What needs to be done -
Count the lines that contain the word "embankment". Reply with only the number.

◆ ◆ ◆ ◆ ◆

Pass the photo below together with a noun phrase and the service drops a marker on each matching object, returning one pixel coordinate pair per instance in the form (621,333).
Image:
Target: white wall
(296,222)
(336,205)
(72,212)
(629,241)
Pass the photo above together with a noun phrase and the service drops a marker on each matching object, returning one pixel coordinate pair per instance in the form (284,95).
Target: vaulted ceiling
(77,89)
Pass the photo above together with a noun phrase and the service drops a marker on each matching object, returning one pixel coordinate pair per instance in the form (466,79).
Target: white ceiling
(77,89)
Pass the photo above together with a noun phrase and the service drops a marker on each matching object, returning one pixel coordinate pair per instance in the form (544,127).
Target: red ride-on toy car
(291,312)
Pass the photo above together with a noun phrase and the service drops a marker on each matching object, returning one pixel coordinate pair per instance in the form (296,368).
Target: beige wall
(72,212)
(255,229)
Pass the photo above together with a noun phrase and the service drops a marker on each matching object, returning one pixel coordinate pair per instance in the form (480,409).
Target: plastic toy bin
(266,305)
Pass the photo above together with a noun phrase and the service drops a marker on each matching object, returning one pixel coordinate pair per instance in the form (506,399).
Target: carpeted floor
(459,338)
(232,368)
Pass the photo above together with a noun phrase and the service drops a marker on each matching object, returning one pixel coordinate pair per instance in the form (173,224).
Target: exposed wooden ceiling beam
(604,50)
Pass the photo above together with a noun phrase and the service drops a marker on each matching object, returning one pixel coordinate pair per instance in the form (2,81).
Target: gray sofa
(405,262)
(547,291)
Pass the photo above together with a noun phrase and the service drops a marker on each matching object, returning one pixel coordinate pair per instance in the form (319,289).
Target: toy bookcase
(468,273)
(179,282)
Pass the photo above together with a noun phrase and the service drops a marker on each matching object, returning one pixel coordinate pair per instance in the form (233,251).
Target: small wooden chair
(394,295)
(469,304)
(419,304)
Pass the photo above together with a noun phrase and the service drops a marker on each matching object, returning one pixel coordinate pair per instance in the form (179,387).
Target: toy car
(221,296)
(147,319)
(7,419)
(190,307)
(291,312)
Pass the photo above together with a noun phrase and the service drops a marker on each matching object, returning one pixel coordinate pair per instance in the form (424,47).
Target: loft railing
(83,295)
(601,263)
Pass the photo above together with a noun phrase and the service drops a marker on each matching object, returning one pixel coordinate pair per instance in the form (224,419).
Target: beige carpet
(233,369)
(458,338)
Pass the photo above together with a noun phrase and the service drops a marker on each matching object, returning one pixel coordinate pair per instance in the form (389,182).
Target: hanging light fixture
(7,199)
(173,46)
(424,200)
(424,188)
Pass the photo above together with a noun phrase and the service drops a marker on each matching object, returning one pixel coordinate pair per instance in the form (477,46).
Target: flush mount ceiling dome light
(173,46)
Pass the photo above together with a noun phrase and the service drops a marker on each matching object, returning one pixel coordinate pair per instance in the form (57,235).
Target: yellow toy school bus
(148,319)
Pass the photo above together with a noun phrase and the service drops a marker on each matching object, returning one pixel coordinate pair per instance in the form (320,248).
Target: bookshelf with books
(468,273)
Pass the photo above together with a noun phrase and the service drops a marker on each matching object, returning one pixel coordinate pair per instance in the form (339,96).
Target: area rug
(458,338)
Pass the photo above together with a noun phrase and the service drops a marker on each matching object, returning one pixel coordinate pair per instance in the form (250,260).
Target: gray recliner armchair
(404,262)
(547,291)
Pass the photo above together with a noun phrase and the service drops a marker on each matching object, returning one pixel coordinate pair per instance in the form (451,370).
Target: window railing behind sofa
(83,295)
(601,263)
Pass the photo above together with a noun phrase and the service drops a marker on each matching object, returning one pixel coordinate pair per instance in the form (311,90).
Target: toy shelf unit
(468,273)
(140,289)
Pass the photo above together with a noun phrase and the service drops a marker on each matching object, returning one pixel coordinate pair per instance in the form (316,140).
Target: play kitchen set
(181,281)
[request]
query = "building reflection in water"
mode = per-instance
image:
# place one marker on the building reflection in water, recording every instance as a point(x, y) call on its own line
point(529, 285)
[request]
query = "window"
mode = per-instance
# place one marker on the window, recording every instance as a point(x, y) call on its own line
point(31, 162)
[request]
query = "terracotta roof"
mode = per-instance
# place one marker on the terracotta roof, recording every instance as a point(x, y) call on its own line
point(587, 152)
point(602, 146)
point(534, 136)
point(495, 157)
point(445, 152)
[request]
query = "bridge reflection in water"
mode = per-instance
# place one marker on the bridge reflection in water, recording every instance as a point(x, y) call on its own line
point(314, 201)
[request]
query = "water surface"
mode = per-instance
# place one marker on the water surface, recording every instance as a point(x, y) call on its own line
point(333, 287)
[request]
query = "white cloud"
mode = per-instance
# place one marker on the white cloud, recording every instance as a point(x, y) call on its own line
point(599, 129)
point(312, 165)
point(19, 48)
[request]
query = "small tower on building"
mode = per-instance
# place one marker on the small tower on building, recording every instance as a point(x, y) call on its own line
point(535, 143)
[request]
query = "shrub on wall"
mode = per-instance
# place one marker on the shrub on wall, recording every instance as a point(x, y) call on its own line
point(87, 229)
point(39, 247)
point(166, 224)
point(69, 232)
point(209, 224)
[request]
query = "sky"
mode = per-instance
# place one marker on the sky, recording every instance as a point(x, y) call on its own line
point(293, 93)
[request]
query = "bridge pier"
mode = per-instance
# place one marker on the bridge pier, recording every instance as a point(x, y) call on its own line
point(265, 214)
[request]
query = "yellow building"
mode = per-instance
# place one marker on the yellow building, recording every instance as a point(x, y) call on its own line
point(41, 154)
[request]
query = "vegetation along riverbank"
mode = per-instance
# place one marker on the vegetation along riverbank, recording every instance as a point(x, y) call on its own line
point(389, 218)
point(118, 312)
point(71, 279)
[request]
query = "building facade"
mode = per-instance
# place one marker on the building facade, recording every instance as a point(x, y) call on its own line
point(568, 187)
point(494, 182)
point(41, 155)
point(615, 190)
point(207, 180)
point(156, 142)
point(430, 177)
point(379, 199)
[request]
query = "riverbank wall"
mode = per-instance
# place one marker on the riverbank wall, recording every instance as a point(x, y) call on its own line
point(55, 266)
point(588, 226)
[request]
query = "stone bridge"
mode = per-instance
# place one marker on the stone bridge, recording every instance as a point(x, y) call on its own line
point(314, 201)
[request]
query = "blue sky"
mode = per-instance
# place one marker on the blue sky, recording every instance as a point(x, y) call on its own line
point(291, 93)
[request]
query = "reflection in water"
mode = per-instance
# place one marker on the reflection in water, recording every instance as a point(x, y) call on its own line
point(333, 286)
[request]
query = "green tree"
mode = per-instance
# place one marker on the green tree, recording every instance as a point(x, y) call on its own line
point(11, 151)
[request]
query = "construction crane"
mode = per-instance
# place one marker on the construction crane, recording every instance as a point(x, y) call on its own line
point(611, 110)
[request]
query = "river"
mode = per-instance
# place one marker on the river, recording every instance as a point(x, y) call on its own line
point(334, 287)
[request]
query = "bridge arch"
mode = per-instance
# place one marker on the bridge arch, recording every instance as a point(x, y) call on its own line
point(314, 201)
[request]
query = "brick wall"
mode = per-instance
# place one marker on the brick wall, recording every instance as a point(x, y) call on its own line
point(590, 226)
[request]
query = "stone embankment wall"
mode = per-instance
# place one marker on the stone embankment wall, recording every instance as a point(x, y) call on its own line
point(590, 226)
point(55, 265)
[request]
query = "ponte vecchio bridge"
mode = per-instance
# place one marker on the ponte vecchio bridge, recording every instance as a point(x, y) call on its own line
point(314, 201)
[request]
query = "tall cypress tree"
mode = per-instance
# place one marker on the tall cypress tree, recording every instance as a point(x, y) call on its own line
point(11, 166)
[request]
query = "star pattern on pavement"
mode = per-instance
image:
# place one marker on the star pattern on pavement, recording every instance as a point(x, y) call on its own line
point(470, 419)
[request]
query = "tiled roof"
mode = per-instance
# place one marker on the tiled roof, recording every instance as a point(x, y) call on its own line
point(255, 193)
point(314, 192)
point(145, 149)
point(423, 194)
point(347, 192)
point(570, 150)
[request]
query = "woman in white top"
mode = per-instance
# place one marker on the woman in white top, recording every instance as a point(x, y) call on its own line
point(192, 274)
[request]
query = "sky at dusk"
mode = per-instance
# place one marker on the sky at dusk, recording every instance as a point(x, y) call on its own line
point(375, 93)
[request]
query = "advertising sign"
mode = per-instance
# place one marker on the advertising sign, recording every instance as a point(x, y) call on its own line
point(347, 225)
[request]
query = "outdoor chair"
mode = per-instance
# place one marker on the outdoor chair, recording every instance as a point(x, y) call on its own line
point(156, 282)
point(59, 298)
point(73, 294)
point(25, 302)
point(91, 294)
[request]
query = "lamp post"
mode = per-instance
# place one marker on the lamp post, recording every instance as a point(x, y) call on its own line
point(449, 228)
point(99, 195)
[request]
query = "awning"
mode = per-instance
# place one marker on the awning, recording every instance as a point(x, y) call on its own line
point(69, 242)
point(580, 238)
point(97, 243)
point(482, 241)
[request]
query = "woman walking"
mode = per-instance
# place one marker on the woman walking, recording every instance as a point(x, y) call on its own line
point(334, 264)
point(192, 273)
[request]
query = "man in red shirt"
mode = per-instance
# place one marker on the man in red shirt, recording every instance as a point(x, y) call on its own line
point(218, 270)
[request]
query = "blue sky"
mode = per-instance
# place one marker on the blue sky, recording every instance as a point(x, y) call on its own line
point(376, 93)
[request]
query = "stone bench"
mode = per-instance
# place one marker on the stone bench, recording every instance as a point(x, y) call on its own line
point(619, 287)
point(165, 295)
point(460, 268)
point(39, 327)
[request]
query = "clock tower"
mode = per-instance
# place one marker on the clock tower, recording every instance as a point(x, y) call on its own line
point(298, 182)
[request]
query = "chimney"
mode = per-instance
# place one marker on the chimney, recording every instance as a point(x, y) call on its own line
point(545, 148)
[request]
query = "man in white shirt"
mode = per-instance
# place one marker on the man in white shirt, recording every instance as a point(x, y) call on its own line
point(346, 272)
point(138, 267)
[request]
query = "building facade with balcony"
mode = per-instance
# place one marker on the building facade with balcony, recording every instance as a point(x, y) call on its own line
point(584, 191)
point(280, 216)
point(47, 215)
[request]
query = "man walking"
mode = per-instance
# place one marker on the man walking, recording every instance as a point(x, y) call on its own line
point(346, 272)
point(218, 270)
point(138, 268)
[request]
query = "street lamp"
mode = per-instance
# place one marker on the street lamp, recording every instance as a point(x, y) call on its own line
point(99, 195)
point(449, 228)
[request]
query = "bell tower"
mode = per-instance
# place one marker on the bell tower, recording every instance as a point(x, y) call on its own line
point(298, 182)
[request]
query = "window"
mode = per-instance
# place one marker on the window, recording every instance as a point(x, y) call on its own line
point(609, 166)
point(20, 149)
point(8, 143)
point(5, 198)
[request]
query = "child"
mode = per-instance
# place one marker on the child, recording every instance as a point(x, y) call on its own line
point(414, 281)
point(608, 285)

◆ ◆ ◆ ◆ ◆

Answer for this exercise -
2